Stored items
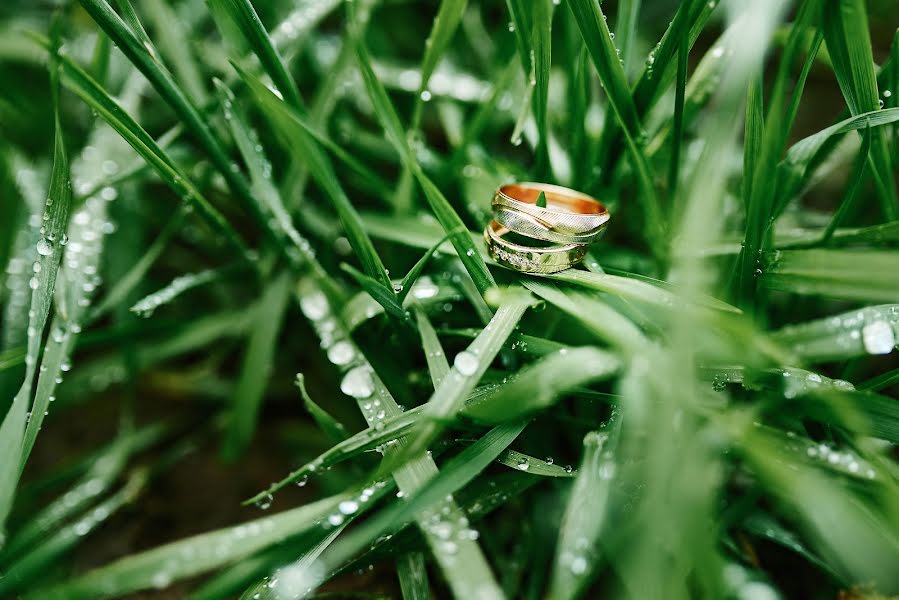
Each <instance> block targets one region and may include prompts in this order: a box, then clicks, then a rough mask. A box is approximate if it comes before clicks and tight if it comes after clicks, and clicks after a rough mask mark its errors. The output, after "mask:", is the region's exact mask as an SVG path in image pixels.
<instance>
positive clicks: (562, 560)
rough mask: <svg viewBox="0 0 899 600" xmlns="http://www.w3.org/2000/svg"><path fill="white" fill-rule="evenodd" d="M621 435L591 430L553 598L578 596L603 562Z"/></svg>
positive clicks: (561, 540)
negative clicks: (612, 456)
mask: <svg viewBox="0 0 899 600" xmlns="http://www.w3.org/2000/svg"><path fill="white" fill-rule="evenodd" d="M616 442H617V435H615V433H614V432H613V433H612V434H611V435H610V434H609V433H606V432H595V431H594V432H591V433H588V434H587V436H586V437H585V438H584V456H583V458H582V459H581V467H580V469H578V475H577V479H576V480H575V482H574V486H573V487H572V489H571V493H570V495H569V498H568V505H567V506H566V508H565V516H564V517H563V518H562V525H561V527H560V531H559V542H558V548H557V550H556V557H555V561H554V564H553V571H552V580H551V583H550V592H549V597H551V598H575V597H577V596H578V595H579V593H580V592H581V591H582V590H583V589H584V588H585V587H586V585H587V584H588V583H589V582H590V579H591V578H592V576H593V574H594V572H595V571H596V568H597V562H598V561H599V556H598V553H599V549H598V546H599V543H598V542H599V537H600V535H601V533H602V530H603V527H604V525H605V522H606V514H605V513H606V508H607V506H608V503H609V495H610V493H611V489H612V488H611V483H610V480H611V479H612V477H613V476H614V474H615V462H614V459H613V458H612V452H613V451H614V448H615V444H616Z"/></svg>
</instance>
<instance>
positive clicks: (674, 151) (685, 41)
mask: <svg viewBox="0 0 899 600" xmlns="http://www.w3.org/2000/svg"><path fill="white" fill-rule="evenodd" d="M689 54H690V46H689V44H688V43H687V37H686V36H684V37H682V38H681V43H680V45H679V46H678V50H677V80H676V82H675V88H674V132H673V135H672V138H671V162H670V163H669V166H668V194H669V195H670V197H671V200H672V203H674V200H675V199H676V198H677V184H678V174H679V173H680V155H681V146H682V145H683V141H684V140H683V138H684V96H685V94H686V89H687V59H688V58H689ZM749 172H751V171H749Z"/></svg>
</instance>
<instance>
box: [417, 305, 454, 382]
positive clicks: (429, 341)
mask: <svg viewBox="0 0 899 600" xmlns="http://www.w3.org/2000/svg"><path fill="white" fill-rule="evenodd" d="M414 312H415V322H416V323H417V324H418V333H419V335H421V345H422V347H423V348H424V351H425V361H426V362H427V363H428V373H429V374H430V375H431V382H432V383H433V384H434V389H435V390H436V389H437V388H438V387H440V383H441V382H442V381H443V379H444V378H445V377H446V376H447V374H448V373H449V370H450V366H449V363H448V362H447V360H446V354H445V353H444V352H443V346H441V345H440V339H439V338H438V337H437V332H436V331H434V326H433V325H431V321H430V320H429V319H428V315H427V314H426V313H425V311H424V310H423V309H421V308H420V307H416V308H415V310H414Z"/></svg>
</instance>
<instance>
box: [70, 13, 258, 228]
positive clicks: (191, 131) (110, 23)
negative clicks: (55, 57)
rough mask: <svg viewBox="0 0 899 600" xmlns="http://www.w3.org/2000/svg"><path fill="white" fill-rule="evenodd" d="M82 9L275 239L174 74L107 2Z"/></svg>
mask: <svg viewBox="0 0 899 600" xmlns="http://www.w3.org/2000/svg"><path fill="white" fill-rule="evenodd" d="M81 5H82V6H83V7H84V9H85V11H87V13H88V14H89V15H90V16H91V18H93V19H94V21H96V23H97V24H98V25H99V26H100V27H101V28H102V29H103V31H105V32H106V34H107V35H108V36H109V37H110V39H112V41H113V43H115V44H116V45H117V46H118V47H119V49H120V50H121V51H122V52H123V53H124V54H125V56H127V57H128V59H129V60H130V61H131V63H132V64H133V65H134V66H135V67H137V69H138V70H139V71H140V72H141V73H143V74H144V75H145V76H146V78H147V79H148V80H149V81H150V83H151V84H152V85H153V88H154V89H155V90H156V91H157V92H159V95H160V96H162V98H163V99H164V100H165V101H166V102H167V103H168V104H169V105H170V106H171V107H172V109H173V110H174V111H175V113H176V114H178V116H179V117H180V119H181V121H182V122H183V125H184V127H185V129H186V130H187V131H190V132H191V133H193V135H195V136H196V137H197V140H198V141H199V142H200V144H201V145H202V146H203V148H204V149H205V150H206V152H207V153H208V154H209V158H210V159H211V160H212V163H213V164H214V165H215V167H216V169H217V170H218V171H219V173H221V175H222V177H224V178H225V181H226V182H227V183H228V187H229V188H231V190H232V191H233V192H234V194H235V195H236V196H237V197H238V198H239V199H240V200H241V202H242V204H243V205H244V209H245V210H246V211H247V212H248V213H249V214H250V216H252V217H253V218H254V219H255V220H256V222H257V224H258V225H259V226H260V227H261V228H262V230H263V231H264V232H265V233H266V235H269V236H273V232H272V231H271V229H270V228H269V224H268V220H267V219H266V218H265V215H264V214H263V213H262V210H261V209H260V207H259V205H258V203H257V202H256V200H255V199H254V198H253V194H252V192H251V191H250V188H249V186H248V185H247V183H246V181H245V180H244V179H243V177H242V176H241V175H240V173H239V172H238V171H235V170H234V169H233V168H232V164H233V163H232V161H231V159H230V158H229V156H228V153H227V152H226V151H225V149H224V146H223V144H222V143H221V141H220V140H219V139H218V138H217V137H216V135H215V133H214V132H213V130H212V128H211V127H210V125H209V123H208V122H207V120H206V119H205V118H204V117H203V115H202V114H201V113H200V111H199V110H198V109H197V108H196V107H195V106H194V105H193V104H192V103H191V101H190V99H189V98H188V97H187V95H186V94H185V93H184V91H183V90H182V89H181V88H180V87H179V86H178V83H177V82H176V81H175V78H174V77H173V76H172V74H171V73H170V72H169V71H168V69H166V67H165V66H164V65H163V64H162V63H161V62H160V60H159V57H158V56H157V55H156V54H155V52H153V50H152V46H149V47H148V46H147V45H145V44H144V43H143V42H142V41H141V40H140V38H139V37H138V36H136V35H135V34H134V32H133V31H132V30H131V29H129V28H128V26H127V25H126V24H125V23H124V22H123V21H122V19H121V18H120V17H119V16H118V15H117V14H116V13H115V11H113V10H112V8H111V7H110V6H109V4H108V3H107V2H106V0H81Z"/></svg>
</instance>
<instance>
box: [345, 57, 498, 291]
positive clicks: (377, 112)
mask: <svg viewBox="0 0 899 600" xmlns="http://www.w3.org/2000/svg"><path fill="white" fill-rule="evenodd" d="M355 44H356V57H357V61H358V63H359V68H360V70H361V72H362V78H363V80H364V82H365V86H366V90H367V91H368V94H369V98H370V99H371V102H372V104H373V105H374V107H375V113H376V115H377V117H378V119H379V120H380V121H381V125H382V127H384V130H385V132H386V134H387V137H388V139H389V140H390V141H391V143H392V144H393V146H394V148H395V149H396V151H397V152H398V153H399V155H400V158H402V159H403V164H404V165H405V167H406V168H407V169H409V171H411V172H412V174H413V175H415V177H416V179H417V180H418V183H419V185H420V186H421V188H422V191H423V192H424V194H425V198H426V199H427V201H428V204H430V206H431V210H432V211H433V212H434V216H436V217H437V220H438V221H439V222H440V224H441V225H442V226H443V230H444V231H445V232H446V233H447V234H451V233H453V232H455V231H458V230H459V229H460V228H462V229H464V228H465V225H464V223H462V219H460V218H459V215H458V214H456V211H455V210H453V207H452V206H450V204H449V202H448V201H447V199H446V198H445V197H444V195H443V193H442V192H441V191H440V189H439V188H438V187H437V186H436V185H434V183H433V182H432V181H431V180H430V179H429V178H428V177H427V176H426V175H425V174H424V172H423V171H422V170H421V167H420V166H419V165H418V163H417V162H416V161H415V158H414V156H413V154H412V149H411V148H410V147H409V142H408V140H407V139H406V133H405V131H404V130H403V126H402V124H401V123H400V119H399V117H398V116H397V114H396V111H395V110H394V108H393V105H392V104H391V102H390V98H389V97H388V96H387V91H386V90H385V89H384V86H383V84H382V83H381V82H380V80H379V79H378V78H377V76H376V75H375V73H374V71H373V70H372V67H371V62H370V60H369V58H368V54H367V52H366V51H365V48H364V46H363V44H362V42H361V40H356V41H355ZM450 241H451V242H452V244H453V247H454V248H455V249H456V252H457V253H458V255H459V259H460V260H461V261H462V264H464V265H465V268H466V270H467V271H468V273H469V274H470V275H471V278H472V280H473V281H474V282H475V285H477V287H478V291H480V293H481V294H482V295H483V294H484V293H485V292H486V291H487V290H488V289H490V288H491V287H493V286H494V285H495V281H494V279H493V276H492V275H491V274H490V271H488V270H487V266H486V265H485V264H484V260H483V259H482V258H481V255H480V254H479V252H478V250H477V248H476V247H475V245H474V243H473V242H472V241H471V239H470V238H468V237H462V236H455V235H454V236H452V237H451V238H450Z"/></svg>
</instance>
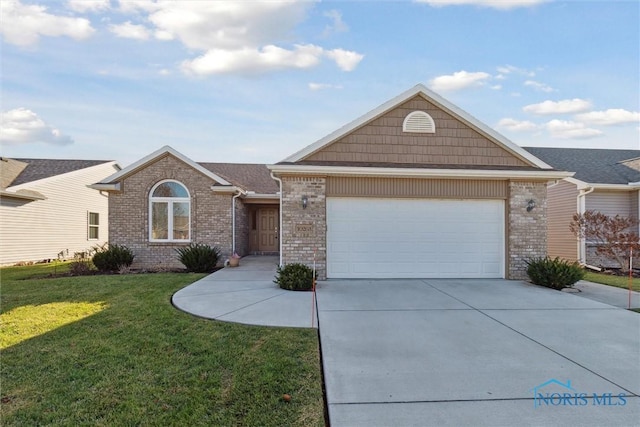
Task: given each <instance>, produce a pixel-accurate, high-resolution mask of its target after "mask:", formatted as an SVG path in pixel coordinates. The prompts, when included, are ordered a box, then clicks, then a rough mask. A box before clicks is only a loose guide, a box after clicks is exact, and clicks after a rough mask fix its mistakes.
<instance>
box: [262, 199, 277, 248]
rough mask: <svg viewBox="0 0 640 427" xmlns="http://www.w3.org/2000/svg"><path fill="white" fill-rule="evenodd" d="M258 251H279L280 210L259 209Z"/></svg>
mask: <svg viewBox="0 0 640 427" xmlns="http://www.w3.org/2000/svg"><path fill="white" fill-rule="evenodd" d="M258 251H260V252H277V251H278V209H276V208H260V209H258Z"/></svg>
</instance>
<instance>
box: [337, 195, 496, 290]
mask: <svg viewBox="0 0 640 427" xmlns="http://www.w3.org/2000/svg"><path fill="white" fill-rule="evenodd" d="M327 248H328V250H327V276H328V277H329V278H376V277H380V278H416V277H474V278H475V277H477V278H480V277H487V278H489V277H491V278H493V277H504V202H503V201H502V200H431V199H420V200H409V199H366V198H352V199H348V198H328V199H327Z"/></svg>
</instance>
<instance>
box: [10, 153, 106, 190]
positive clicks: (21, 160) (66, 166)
mask: <svg viewBox="0 0 640 427" xmlns="http://www.w3.org/2000/svg"><path fill="white" fill-rule="evenodd" d="M15 160H18V161H20V162H24V163H27V167H25V168H24V170H23V171H22V172H21V173H20V174H19V175H18V177H17V178H16V179H14V180H13V182H12V183H11V186H14V185H20V184H26V183H28V182H32V181H37V180H39V179H45V178H49V177H52V176H56V175H62V174H63V173H68V172H73V171H76V170H80V169H85V168H89V167H91V166H96V165H100V164H103V163H109V162H110V161H111V160H58V159H15Z"/></svg>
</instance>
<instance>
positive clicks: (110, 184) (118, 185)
mask: <svg viewBox="0 0 640 427" xmlns="http://www.w3.org/2000/svg"><path fill="white" fill-rule="evenodd" d="M87 187H89V188H93V189H94V190H98V191H120V182H116V183H115V184H103V183H100V182H99V183H97V184H91V185H87Z"/></svg>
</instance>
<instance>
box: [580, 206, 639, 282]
mask: <svg viewBox="0 0 640 427" xmlns="http://www.w3.org/2000/svg"><path fill="white" fill-rule="evenodd" d="M638 224H639V222H638V220H637V219H635V218H630V217H624V216H620V215H616V216H608V215H605V214H603V213H601V212H597V211H591V210H590V211H586V212H585V213H583V214H575V215H573V221H572V222H571V224H570V225H569V229H570V230H571V232H572V233H573V234H574V235H575V236H576V237H578V238H580V239H585V240H586V241H587V242H589V243H594V244H595V250H596V253H597V254H598V255H602V256H605V257H607V258H611V259H613V260H615V261H616V262H617V263H618V264H619V265H620V269H621V270H622V271H623V272H628V271H629V254H630V250H631V249H633V253H634V258H635V257H636V256H638V255H640V236H638Z"/></svg>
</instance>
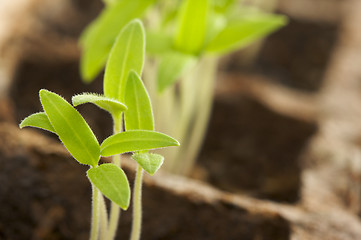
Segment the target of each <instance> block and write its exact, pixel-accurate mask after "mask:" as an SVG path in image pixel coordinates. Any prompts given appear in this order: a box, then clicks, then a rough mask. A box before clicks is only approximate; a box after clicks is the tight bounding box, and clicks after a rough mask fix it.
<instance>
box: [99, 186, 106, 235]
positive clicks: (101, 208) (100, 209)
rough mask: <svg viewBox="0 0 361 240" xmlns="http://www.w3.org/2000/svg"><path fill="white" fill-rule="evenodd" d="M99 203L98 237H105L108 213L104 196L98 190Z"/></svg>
mask: <svg viewBox="0 0 361 240" xmlns="http://www.w3.org/2000/svg"><path fill="white" fill-rule="evenodd" d="M99 195H100V196H99V205H100V239H106V238H107V235H108V214H107V208H106V205H105V201H104V196H103V194H102V193H101V192H99Z"/></svg>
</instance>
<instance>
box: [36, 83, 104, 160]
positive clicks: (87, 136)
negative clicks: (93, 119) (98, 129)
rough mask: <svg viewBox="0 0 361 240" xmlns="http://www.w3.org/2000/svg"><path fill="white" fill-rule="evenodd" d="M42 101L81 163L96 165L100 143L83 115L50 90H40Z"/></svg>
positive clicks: (63, 143)
mask: <svg viewBox="0 0 361 240" xmlns="http://www.w3.org/2000/svg"><path fill="white" fill-rule="evenodd" d="M39 95H40V101H41V103H42V105H43V108H44V111H45V113H46V115H47V116H48V118H49V120H50V123H51V125H52V126H53V127H54V129H55V131H56V133H57V134H58V136H59V138H60V140H61V141H62V142H63V144H64V145H65V147H66V148H67V149H68V151H69V152H70V153H71V155H72V156H73V157H74V158H75V159H76V160H77V161H78V162H80V163H82V164H87V165H90V166H96V165H97V164H98V161H99V157H100V148H99V143H98V140H97V139H96V137H95V136H94V134H93V132H92V130H91V129H90V127H89V125H88V124H87V123H86V122H85V120H84V119H83V117H82V116H81V115H80V114H79V113H78V112H77V111H76V110H75V108H73V107H72V106H71V105H70V104H69V103H68V102H67V101H65V100H64V99H63V98H62V97H60V96H59V95H57V94H55V93H53V92H50V91H48V90H44V89H42V90H40V93H39Z"/></svg>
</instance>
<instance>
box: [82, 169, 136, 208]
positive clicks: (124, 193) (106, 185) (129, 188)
mask: <svg viewBox="0 0 361 240" xmlns="http://www.w3.org/2000/svg"><path fill="white" fill-rule="evenodd" d="M87 176H88V178H89V180H90V181H91V182H92V183H93V184H94V185H95V186H96V187H97V188H98V189H99V190H100V191H101V192H102V193H103V194H104V196H106V197H107V198H109V199H110V200H111V201H113V202H115V203H116V204H118V205H119V206H120V207H121V208H122V209H124V210H127V209H128V206H129V201H130V188H129V182H128V179H127V177H126V175H125V173H124V172H123V170H122V169H120V168H119V167H117V166H115V165H114V164H111V163H107V164H102V165H100V166H96V167H94V168H91V169H89V170H88V171H87Z"/></svg>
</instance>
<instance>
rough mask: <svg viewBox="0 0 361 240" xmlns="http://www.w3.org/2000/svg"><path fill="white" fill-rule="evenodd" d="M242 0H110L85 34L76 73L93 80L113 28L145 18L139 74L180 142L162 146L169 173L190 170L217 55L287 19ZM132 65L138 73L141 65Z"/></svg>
mask: <svg viewBox="0 0 361 240" xmlns="http://www.w3.org/2000/svg"><path fill="white" fill-rule="evenodd" d="M240 2H241V1H240V0H216V1H214V0H197V1H194V0H179V1H168V0H122V1H110V0H107V1H105V3H106V4H105V8H104V10H103V11H102V13H101V14H100V15H99V17H98V18H97V19H95V20H94V21H93V22H92V23H91V24H90V25H89V26H88V27H87V28H86V30H85V31H84V33H83V34H82V37H81V41H80V45H81V47H82V50H83V54H82V57H81V74H82V77H83V79H84V81H86V82H90V81H92V79H94V78H95V77H96V75H97V74H98V73H99V72H100V71H101V69H102V68H103V67H104V65H105V62H106V56H108V54H109V52H110V48H109V42H113V41H115V38H116V35H117V33H118V31H119V30H120V29H121V28H122V27H123V26H124V25H125V24H126V23H127V22H128V21H130V20H131V19H132V18H138V17H143V18H146V19H147V56H148V59H150V61H149V62H150V63H152V64H147V66H146V67H145V71H144V74H143V78H144V81H145V84H146V86H147V88H148V90H149V95H150V97H151V99H152V102H153V107H154V115H155V121H156V122H157V126H159V127H160V128H161V130H162V131H165V132H169V133H171V134H172V136H175V137H176V138H177V139H178V140H180V141H182V146H181V147H180V148H176V149H169V151H167V152H166V153H167V155H166V156H167V162H166V163H167V164H165V167H166V169H167V170H169V171H170V172H174V173H178V174H187V173H188V172H189V170H190V169H191V167H192V165H193V161H194V159H195V157H196V155H197V152H198V150H199V146H200V144H201V142H202V139H203V136H204V133H205V130H206V126H207V121H208V118H209V114H210V110H211V105H212V97H213V88H214V83H215V75H216V69H217V62H218V59H219V58H220V57H221V56H224V55H227V54H229V53H232V52H234V51H236V50H239V49H241V48H244V47H246V46H248V45H250V44H251V43H254V42H256V41H258V40H260V39H261V38H263V37H265V36H267V35H268V34H270V33H271V32H273V31H275V30H277V29H278V28H280V27H282V26H284V25H285V24H286V22H287V19H286V18H285V17H284V16H282V15H277V14H270V13H263V12H261V11H259V10H255V9H254V8H250V7H247V6H245V5H242V4H240ZM117 41H118V40H117ZM123 44H124V45H121V48H120V49H119V50H118V51H119V52H121V51H124V52H126V51H127V49H129V47H124V46H128V45H126V44H127V42H125V41H123ZM129 44H130V45H136V44H135V43H134V42H129ZM133 50H134V49H133ZM113 52H114V51H113V50H112V53H113ZM112 53H110V58H111V57H112ZM130 59H131V58H129V59H128V60H130ZM154 60H155V61H154ZM127 62H128V61H127ZM114 63H115V62H114ZM128 63H129V64H130V63H131V62H128ZM108 64H109V62H108ZM114 66H115V67H116V66H117V64H115V65H114ZM133 69H134V70H135V71H136V72H137V73H138V74H139V75H140V71H139V69H136V68H133ZM106 71H107V70H106ZM106 75H107V74H106ZM123 77H125V76H123ZM106 80H107V77H106ZM122 84H123V86H124V84H125V83H124V81H123V83H122ZM176 84H177V85H176ZM117 91H118V89H106V88H105V95H107V94H109V95H107V96H111V97H113V98H117V94H120V93H119V92H117ZM117 99H118V98H117ZM118 100H120V101H123V99H121V98H120V99H118ZM167 150H168V149H167Z"/></svg>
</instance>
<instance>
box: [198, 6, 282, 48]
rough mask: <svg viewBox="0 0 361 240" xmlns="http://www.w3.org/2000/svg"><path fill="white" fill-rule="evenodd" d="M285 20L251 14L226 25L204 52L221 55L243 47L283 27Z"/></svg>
mask: <svg viewBox="0 0 361 240" xmlns="http://www.w3.org/2000/svg"><path fill="white" fill-rule="evenodd" d="M286 22H287V18H286V17H284V16H282V15H273V14H260V13H257V14H253V15H249V16H246V17H243V18H239V19H237V20H233V21H231V22H230V23H228V24H227V25H226V26H225V28H224V29H223V30H222V31H220V32H219V34H218V35H217V36H215V37H214V38H213V39H212V40H210V42H209V44H208V45H207V46H206V47H205V52H207V53H212V54H217V55H223V54H227V53H229V52H231V51H234V50H237V49H240V48H242V47H245V46H247V45H249V44H251V43H252V42H254V41H256V40H258V39H260V38H262V37H264V36H266V35H267V34H269V33H271V32H272V31H275V30H276V29H278V28H279V27H281V26H283V25H285V24H286Z"/></svg>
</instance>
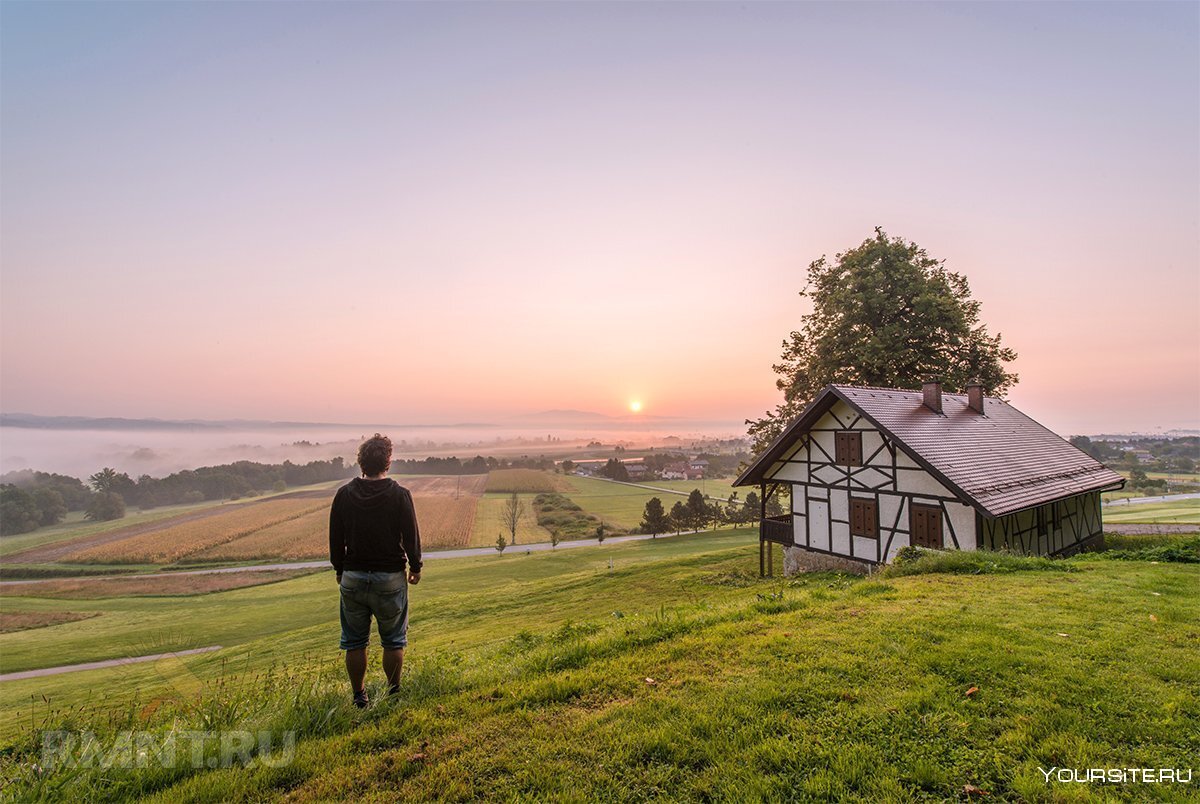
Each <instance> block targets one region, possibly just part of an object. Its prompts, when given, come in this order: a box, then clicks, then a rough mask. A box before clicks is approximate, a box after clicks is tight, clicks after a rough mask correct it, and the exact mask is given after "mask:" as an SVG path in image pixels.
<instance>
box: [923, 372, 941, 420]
mask: <svg viewBox="0 0 1200 804" xmlns="http://www.w3.org/2000/svg"><path fill="white" fill-rule="evenodd" d="M920 392H922V394H923V395H924V397H925V398H924V402H925V407H926V408H929V409H930V410H932V412H934V413H941V412H942V380H941V379H938V378H937V377H930V378H929V379H926V380H925V384H924V385H922V386H920Z"/></svg>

_Task brief_
Give every line of the records as a JSON list of strings, one string per line and no blank lines, starting at the very beginning of the records and ending at the line that contains "positive clicks: (561, 540)", both included. Leave out the pictures.

_Exercise output_
[
  "Each <instance> block targets one region and may include prompts in this order: a box, then clicks, then a rough mask. A box is approximate if it comes before clicks and tight if it comes after clicks, and clicks after a rough mask mark its errors. The output, after \"mask:\", is the region's exact mask as an SVG path in image pixels.",
  "<instance>",
  "positive clicks: (562, 560)",
  "rough mask: <svg viewBox=\"0 0 899 600\" xmlns=\"http://www.w3.org/2000/svg\"><path fill=\"white\" fill-rule=\"evenodd\" d=\"M621 435L591 430L553 598L578 596L603 562Z\"/></svg>",
  "positive clicks: (561, 540)"
]